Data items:

►

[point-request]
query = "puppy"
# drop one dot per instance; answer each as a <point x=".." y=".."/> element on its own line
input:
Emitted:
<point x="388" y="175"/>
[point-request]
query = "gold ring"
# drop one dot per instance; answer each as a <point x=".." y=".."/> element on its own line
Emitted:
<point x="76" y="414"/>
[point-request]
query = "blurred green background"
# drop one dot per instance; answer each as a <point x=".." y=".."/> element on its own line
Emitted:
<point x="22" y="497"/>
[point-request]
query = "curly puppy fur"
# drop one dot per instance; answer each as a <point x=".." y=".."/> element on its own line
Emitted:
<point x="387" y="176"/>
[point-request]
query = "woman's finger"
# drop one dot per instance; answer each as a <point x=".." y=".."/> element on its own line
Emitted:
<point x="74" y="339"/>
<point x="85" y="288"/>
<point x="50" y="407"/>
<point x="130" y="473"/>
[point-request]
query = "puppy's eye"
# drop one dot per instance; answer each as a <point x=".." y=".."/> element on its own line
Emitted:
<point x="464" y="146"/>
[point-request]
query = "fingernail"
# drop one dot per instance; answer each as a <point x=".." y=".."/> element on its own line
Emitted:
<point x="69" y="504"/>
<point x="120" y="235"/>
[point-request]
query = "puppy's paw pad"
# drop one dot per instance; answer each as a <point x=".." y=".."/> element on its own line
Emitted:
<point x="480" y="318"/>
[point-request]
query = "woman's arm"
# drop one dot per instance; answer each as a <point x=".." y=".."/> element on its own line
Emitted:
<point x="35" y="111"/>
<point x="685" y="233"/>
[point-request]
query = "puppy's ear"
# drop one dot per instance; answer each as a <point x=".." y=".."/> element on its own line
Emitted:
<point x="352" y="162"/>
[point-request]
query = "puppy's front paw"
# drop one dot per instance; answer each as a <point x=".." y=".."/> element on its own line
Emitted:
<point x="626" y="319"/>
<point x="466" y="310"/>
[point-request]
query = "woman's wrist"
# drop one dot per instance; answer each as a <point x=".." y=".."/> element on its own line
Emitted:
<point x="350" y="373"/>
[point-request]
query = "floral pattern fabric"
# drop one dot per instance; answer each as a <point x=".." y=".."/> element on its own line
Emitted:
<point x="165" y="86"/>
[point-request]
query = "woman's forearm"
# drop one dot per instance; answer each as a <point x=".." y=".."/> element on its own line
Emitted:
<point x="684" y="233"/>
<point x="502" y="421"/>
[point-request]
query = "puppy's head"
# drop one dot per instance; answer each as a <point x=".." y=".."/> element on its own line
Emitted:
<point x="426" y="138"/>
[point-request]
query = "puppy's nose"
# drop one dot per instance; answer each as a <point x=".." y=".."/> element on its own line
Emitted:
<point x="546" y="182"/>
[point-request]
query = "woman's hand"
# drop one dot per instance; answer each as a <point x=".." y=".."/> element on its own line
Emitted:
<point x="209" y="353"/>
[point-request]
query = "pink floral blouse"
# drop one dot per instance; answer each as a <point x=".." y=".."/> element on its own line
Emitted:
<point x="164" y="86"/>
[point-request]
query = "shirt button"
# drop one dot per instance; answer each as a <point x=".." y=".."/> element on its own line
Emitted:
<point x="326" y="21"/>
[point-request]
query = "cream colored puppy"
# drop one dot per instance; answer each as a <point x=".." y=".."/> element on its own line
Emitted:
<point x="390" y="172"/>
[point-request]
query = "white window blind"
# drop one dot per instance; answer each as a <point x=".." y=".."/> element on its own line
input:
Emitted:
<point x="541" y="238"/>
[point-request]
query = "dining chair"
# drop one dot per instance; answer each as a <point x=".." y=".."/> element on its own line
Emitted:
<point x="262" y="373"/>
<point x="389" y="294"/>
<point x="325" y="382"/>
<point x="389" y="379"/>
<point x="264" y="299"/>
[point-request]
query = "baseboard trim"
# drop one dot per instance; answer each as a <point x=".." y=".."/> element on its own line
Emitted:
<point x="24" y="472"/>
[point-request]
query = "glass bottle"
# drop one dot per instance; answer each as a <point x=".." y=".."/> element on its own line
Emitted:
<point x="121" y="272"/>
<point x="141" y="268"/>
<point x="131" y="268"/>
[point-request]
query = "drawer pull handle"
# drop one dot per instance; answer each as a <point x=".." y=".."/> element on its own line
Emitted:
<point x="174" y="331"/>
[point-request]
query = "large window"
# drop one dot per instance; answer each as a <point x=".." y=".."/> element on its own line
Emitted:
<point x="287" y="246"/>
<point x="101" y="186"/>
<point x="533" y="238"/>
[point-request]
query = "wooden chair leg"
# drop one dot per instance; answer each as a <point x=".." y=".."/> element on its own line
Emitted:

◄

## Instructions for the task:
Make a word-for-word copy of the records.

## Exercise result:
[point-request]
query = "puppy"
# drop one dot per instance; answer each as a <point x=".." y=".."/> element on its own line
input:
Emitted:
<point x="388" y="175"/>
[point-request]
query = "gold ring"
# drop one dot per instance; answer each as a <point x=".." y=".."/> element on its own line
Emitted:
<point x="76" y="414"/>
[point-request]
query = "blurred green background"
# drop one dot per instance; answer each as a <point x=".." y=".."/> element on its own line
Emitted:
<point x="22" y="497"/>
[point-request]
query = "curly puppy fur"
# drop one dot per instance; answer each as a <point x=".." y=".."/> element on its own line
Emitted:
<point x="387" y="176"/>
[point-request]
query = "woman's finger"
# drop one dot per instance; answer each as a <point x=".." y=".."/> element on its own line
Emitted:
<point x="74" y="339"/>
<point x="85" y="288"/>
<point x="50" y="407"/>
<point x="130" y="473"/>
[point-request]
query = "puppy's eye"
# drop one dot per instance; answer each as a <point x=".." y=".."/> element on its own line
Emitted:
<point x="464" y="146"/>
[point-request]
query = "fingernail"
# drop one dot per instance; answer each as a <point x=".." y=".."/> element on its own line
Emitted:
<point x="69" y="504"/>
<point x="120" y="235"/>
[point-request]
query = "puppy's paw pad"
# drop one dot per instance; answer each as a <point x=".." y=".."/> element on its own line
Emitted:
<point x="480" y="318"/>
[point-request]
query = "woman's arm"
# drop one dot per instance; answer each as a <point x=".." y=".."/> element on its own line
Emitted:
<point x="35" y="111"/>
<point x="685" y="233"/>
[point-request]
query = "puppy's ear"
# drop one dot per instance; answer each as a <point x=".." y=".."/> element on its own line
Emitted:
<point x="352" y="162"/>
[point-request]
query = "puppy's front paw"
# drop one dot per instance; answer each as a <point x=".." y=".."/> element on its own line
Emitted:
<point x="626" y="319"/>
<point x="466" y="310"/>
[point-request]
query = "woman's wrist"
# drop one dot per instance; answer each as a <point x=".." y=".."/> element on its own line
Emitted:
<point x="350" y="373"/>
[point-request]
query = "floral pattern fabric"
# drop one dot per instance; answer each as a <point x=".." y=".."/> element on its own line
Emitted:
<point x="165" y="86"/>
[point-request]
query = "woman's forearm"
# drop one dot per instance; answer each as a <point x=".." y=".."/> element on its own line
Emitted:
<point x="684" y="233"/>
<point x="502" y="421"/>
[point-request]
query = "puppy's head"
# drop one dot per instance; answer each as a <point x=".." y=".."/> element on its own line
Emitted:
<point x="426" y="138"/>
[point-request]
query = "puppy's nose"
# drop one dot per instance; answer each as a <point x=".." y=".."/> element on its own line
Emitted:
<point x="546" y="182"/>
[point-request]
query = "woman's hand"
# drop one dot per instance; answer each as a <point x=".." y=".."/> element on its own line
Emitted:
<point x="209" y="353"/>
[point-request]
query = "pink floral blouse"
# drop one dot per instance; answer each as a <point x=".." y=".."/> element on its own line
Emitted:
<point x="164" y="86"/>
[point-request]
query = "shirt button"
# drop one dot per instance; answer each as a <point x=".." y=".."/> element on its own line
Emitted:
<point x="326" y="21"/>
[point-request]
query = "cream colored puppy"
# drop one dot per instance; answer each as a <point x=".." y=".."/> element on its own line
Emitted:
<point x="390" y="172"/>
[point-request]
query = "white window blind"
# drop one dot per instance; answer each as a <point x=".." y=".."/> element on its own line
input:
Emitted:
<point x="541" y="238"/>
[point-request]
query = "dining chair"
# drop one dot per instance; answer each as a <point x=".." y=".."/> element on its own line
Emitted:
<point x="262" y="373"/>
<point x="389" y="294"/>
<point x="325" y="382"/>
<point x="389" y="379"/>
<point x="264" y="299"/>
[point-request]
query = "baseboard trim"
# drop one dot per instance; answer each as a <point x=".." y=".."/> element on its own line
Emitted:
<point x="24" y="472"/>
[point-request]
query = "glass bottle"
# drop one dot per instance; answer each as a <point x=".." y=".."/> element on its own line
Emitted:
<point x="121" y="272"/>
<point x="141" y="268"/>
<point x="131" y="268"/>
[point-request]
query = "drawer pull handle"
# drop one dot per instance; answer each as a <point x=".." y=".."/> element on its own line
Emitted:
<point x="174" y="331"/>
[point-request]
query = "large window"
# drop one dot per instance; answer each as a <point x=".." y=".."/> element on its own line
Emitted:
<point x="287" y="246"/>
<point x="101" y="186"/>
<point x="533" y="238"/>
[point-request]
query = "wooden chair leg"
# drop one dot per instance; answer each as a <point x=".." y=".."/> element on its own line
Emitted:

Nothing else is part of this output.